Objective ▸ Return, unchanged, every line from the one containing "Where can the kitchen floor" down to the last line of the records, including both.

Data records:
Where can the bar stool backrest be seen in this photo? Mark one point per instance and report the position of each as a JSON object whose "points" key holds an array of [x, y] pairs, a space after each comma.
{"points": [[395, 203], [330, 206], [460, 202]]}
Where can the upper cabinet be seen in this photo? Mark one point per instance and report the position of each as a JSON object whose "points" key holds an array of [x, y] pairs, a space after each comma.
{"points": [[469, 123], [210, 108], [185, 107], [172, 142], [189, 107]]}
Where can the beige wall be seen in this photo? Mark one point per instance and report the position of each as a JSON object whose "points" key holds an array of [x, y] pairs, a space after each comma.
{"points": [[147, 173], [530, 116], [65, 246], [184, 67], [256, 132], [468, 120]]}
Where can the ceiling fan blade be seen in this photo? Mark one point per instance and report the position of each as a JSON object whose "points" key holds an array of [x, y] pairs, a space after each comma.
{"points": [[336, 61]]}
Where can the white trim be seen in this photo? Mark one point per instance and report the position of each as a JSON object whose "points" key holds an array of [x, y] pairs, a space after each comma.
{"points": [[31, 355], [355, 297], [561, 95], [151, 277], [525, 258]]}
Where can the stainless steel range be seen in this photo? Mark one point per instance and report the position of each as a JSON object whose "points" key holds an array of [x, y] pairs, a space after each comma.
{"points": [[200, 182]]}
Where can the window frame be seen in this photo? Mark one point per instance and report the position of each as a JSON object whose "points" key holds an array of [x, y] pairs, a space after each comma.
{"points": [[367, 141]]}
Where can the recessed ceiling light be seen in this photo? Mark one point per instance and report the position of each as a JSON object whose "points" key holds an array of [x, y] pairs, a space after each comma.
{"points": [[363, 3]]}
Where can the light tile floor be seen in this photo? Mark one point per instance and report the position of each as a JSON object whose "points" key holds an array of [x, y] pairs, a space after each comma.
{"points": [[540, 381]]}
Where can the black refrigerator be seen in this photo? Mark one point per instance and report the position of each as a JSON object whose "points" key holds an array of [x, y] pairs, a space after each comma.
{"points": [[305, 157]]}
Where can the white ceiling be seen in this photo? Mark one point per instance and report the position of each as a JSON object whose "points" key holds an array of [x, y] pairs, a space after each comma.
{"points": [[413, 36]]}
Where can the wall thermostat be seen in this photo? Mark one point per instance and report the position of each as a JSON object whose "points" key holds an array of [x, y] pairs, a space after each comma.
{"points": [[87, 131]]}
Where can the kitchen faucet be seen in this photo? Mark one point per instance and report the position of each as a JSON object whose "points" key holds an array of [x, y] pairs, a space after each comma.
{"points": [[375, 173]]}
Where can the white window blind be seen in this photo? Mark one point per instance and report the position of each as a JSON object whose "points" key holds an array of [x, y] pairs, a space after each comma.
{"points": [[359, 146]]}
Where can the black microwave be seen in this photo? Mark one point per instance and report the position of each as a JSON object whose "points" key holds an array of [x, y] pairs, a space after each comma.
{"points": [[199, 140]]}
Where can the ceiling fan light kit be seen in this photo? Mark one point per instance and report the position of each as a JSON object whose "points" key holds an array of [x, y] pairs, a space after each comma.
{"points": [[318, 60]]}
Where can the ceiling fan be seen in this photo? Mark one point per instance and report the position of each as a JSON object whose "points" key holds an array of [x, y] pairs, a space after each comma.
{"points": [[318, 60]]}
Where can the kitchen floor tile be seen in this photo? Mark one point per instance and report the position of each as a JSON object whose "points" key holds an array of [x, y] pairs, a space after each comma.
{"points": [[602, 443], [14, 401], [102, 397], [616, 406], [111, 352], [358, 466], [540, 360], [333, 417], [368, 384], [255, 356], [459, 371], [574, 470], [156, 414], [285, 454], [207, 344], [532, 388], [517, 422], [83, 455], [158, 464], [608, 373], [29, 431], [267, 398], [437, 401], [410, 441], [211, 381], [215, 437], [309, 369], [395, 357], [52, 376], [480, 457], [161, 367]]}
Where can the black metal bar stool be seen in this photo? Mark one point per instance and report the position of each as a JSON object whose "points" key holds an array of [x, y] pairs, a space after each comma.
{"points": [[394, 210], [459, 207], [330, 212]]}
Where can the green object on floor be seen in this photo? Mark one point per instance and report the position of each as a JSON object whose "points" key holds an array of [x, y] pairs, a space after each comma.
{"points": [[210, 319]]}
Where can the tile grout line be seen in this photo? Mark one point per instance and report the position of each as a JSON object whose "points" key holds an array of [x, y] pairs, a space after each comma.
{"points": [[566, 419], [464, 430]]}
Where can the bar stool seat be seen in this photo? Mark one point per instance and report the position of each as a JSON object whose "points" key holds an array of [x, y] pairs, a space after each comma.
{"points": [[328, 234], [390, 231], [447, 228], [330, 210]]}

Solution below ▸
Where can the kitchen floor tile be seen in this photo? Mark one point per instance and report the position of each as a JSON object whose "points" key holds an array of [x, y] pairs, a space after each comma.
{"points": [[602, 443], [14, 401], [102, 397], [616, 406], [111, 352], [358, 466], [540, 360], [333, 417], [368, 384], [255, 356], [459, 371], [574, 470], [156, 414], [285, 454], [207, 344], [532, 388], [517, 422], [83, 455], [158, 464], [608, 373], [29, 431], [267, 398], [437, 401], [410, 441], [211, 381], [215, 437], [309, 369], [395, 357], [52, 376], [480, 457], [161, 367]]}
Where can the black metal bar stool be seen in this photo? Mark one point per instance and report the position of each as a JSON object whose "points" key holds an array of [x, y] pairs, a space after each comma.
{"points": [[394, 210], [459, 207], [330, 212]]}
Where can the green object on floor be seen in this photo? Mark one point per instance and report the position of each as a JSON object whose "points" key holds an array of [x, y] pairs, a space after each comma.
{"points": [[210, 319]]}
Where can the tile grout line be seen in this photo? Mark one point per instance and report the position of each as a JSON object whose "points" key holds an array of [x, y] pairs, a space after each comma.
{"points": [[566, 419], [464, 430]]}
Where can the bar stool seat be seen in this photo? Mark one point per instance and report the position of each as a JSON object whose "points" key holds an array of [x, y] pairs, a space after each comma.
{"points": [[328, 234], [390, 231], [447, 228], [330, 210]]}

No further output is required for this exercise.